#### [Exercise]
Retype the listing below without any alteration.

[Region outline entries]
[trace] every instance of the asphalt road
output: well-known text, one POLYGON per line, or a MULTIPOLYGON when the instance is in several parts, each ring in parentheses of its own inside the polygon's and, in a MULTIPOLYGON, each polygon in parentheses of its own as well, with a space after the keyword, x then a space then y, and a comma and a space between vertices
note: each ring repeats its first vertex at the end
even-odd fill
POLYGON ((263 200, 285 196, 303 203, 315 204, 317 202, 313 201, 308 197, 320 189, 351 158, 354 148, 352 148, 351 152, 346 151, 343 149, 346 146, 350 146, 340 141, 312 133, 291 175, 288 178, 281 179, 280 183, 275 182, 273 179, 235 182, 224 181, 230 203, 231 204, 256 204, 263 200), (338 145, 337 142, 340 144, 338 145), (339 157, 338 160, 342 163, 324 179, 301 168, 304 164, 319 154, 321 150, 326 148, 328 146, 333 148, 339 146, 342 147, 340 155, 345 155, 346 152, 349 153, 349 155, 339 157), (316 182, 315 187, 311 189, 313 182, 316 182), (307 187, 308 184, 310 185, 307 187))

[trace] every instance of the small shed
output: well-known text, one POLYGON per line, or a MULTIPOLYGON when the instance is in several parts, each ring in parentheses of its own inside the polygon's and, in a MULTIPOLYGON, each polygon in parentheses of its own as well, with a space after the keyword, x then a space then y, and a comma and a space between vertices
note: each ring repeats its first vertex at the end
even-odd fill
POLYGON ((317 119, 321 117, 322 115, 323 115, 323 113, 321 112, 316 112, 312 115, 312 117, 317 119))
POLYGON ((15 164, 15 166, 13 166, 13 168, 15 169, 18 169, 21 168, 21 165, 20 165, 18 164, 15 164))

#### [Exercise output]
[trace] every instance of the asphalt road
output: well-known text, one POLYGON per line, or a MULTIPOLYGON when the instance is in several parts, each ring in parentheses of its own inside the polygon's and, in a MULTIPOLYGON, each polygon in parentheses of its own as well, with a space after the keyword, x then a space then y, and a comma and a space between vertices
note: each ring repeats its first vertex at the end
even-odd fill
POLYGON ((263 200, 285 196, 303 203, 315 204, 317 202, 313 201, 308 197, 320 189, 351 158, 354 148, 352 148, 351 152, 346 151, 343 149, 346 146, 350 146, 340 141, 312 133, 291 175, 288 178, 281 179, 280 183, 275 182, 273 179, 235 182, 224 181, 230 203, 231 204, 256 204, 263 200), (338 145, 337 142, 340 144, 338 145), (339 157, 338 160, 342 163, 324 179, 301 168, 304 164, 319 154, 321 150, 326 148, 328 146, 333 148, 339 146, 342 147, 340 155, 345 155, 346 152, 349 153, 349 155, 339 157), (316 182, 315 187, 311 189, 313 182, 316 182), (307 187, 308 184, 310 185, 307 187))

[trace] every instance of the small shed
output: well-known text, one POLYGON per line, or a MULTIPOLYGON when the instance is in several parts, each ring in parentheses of its own inside the polygon's and, in a MULTIPOLYGON, each polygon in parentheses of its own as well, with a space after the keyword, x then a space then y, and a comma and a space between vertices
note: each ring repeats its first vertex at the end
even-odd fill
POLYGON ((317 119, 321 117, 322 115, 323 115, 323 113, 321 112, 316 112, 312 115, 312 117, 317 119))
POLYGON ((15 164, 15 166, 13 166, 13 168, 15 169, 18 169, 21 168, 21 165, 20 165, 18 164, 15 164))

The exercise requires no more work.